* **Exercises**
a - Answer each question below using the essay on progressive patriotism.
(i) In which Dutch newspaper did Femke Halsema's article appear?
(ii) In what year did Billy Bragg publish The Progressive Patriot?
(iii) What does the abbreviation ACE stand for?
b - Carry on writing the essay on progressive patriotism, picking up after its final sentence.

* **Passage**
§ §

In an article in Dutch newspaper Trouw (31.03.2018, Letter & Geest, pp 4–8), Femke Halsema (former leader of the Dutch Green-Left party, criminologist and sociologist) laments the fact that conservative politicians seem to have “stolen” the values of national pride.
This is something I have been feeling for a while and her article at last pushed me into writing this piece. My first intervention on this topic was to play William Blake’s Jerusalem very loudly to a progressive conference in London about 10 years ago accompanied by images of things that the UK should be proud of. The reception was very mixed. Some people felt liberated and uplifted, others felt very uncomfortable and downright hostile.
In 2006 the well-known British folk singer Billy Bragg published a book called The Progressive Patriot — A Search for Belonging. It is a story of his struggle with feeling hemmed in by extreme rightwing fascists calling for all foreigners to be exported combined with religious extremists carrying out terrorist bombings and killing innocent people. As a progressive activist, how do you position yourself in that debate?
There is no doubt in my mind that it is a critical question for progressive thinkers, politicians and activists to answer. If progressives vacate the ground of patriotism and identity then it will be filled by ethnocentric voices driven by fear.
Understanding the Challenge
As the scenes have unfolded of populist politicians gaining ground and progressive politicians failing to find an adequate response, there is a map of reality that has always been at the back of my mind.
Ever since the murders of politician Pim Fortuyn and journalist Theo van Gogh, the Netherlands has been struggling with the appearance of populist politics that seem to strike a chord with a significant segment of the population. The latest and currently most impactful of those is Geert Wilders. Leaders from mainstream parties have systematically failed to engage with Wilders and others of his kind effectively, leaving the door open to an increasing vote for a politics that is dangerously ethno-centric and shortsighted.
The work of Dr Don Beck provides a map for understanding the dynamics around a politician such as Wilders and the pointers for an effective engagement strategy.
Two elements are key to that map: 1. An understanding of individual and collective stages of values-based development, as outlined in developmental psychology; 2. An understanding of the Assimilation and Contrast Effect (ACE) that describes how extreme positions interact with more mainstream positions.

§ §

* **Collected data**
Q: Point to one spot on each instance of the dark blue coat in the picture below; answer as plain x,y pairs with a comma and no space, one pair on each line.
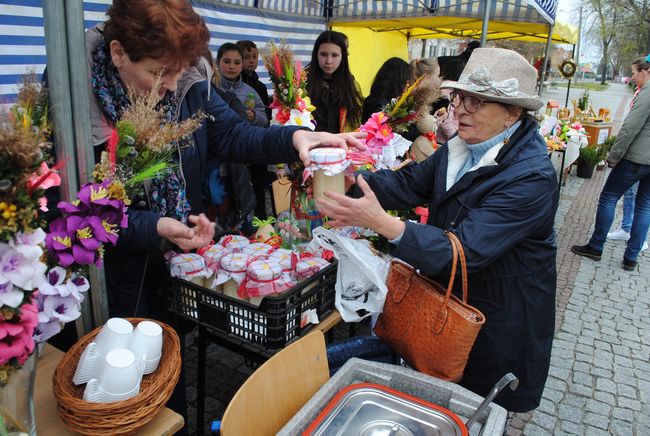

§ §

* **Answers to the problems**
a -
(i) Trouw
(ii) 2006
(iii) Assimilation and Contrast Effect

b -
Understanding Individual and Collective Development
This table summarises the research carried out into the development of value systems in individuals and collectives initially by Prof Clare W Graves and later applied in the South Africa transition out of apartheid by Dr Don E Beck:
What becomes clear as one studies the above map, is that Wilders and populist politicians generally appeal to the population with a center of gravity in the Red Power-Driven value system, combined with tinges of Purple safety and belonging needs and Blue One-Truth authority needs. The reason that more progressive politicians fail to effectively engage the populists and the people who resonate with that tone is that they generally have a profile in Orange (success-driven scientific-rational) and Green (postmodern pluralism and tolerance). The ethno-centric energy of Purple-Red-Blue resonates with passion, emotion and clear positions, not with rational argumentation and relativising of values and behaviour. The task for progressives is to access the underlying motivational value system codes for populist politicians and their supporters while bringing in content that draws boundaries where needed and creates the conditions for a more informed and world-centric society.
Understanding Polarisation Dynamics
Dr Don Beck’s research into the Assimilation-Contrast Effect (ACE) builds on an understanding of the value systems above to show how they combine to create relative polarisation and reconciliation across groups. Populist politicians engage at levels 4 (Ideologues), 5 (Zealots) and 6 (Flamethrowers), trying to pull out the middle ground by casting Pragmatists and Conciliators in one group as compromisers and enemies of the group itself.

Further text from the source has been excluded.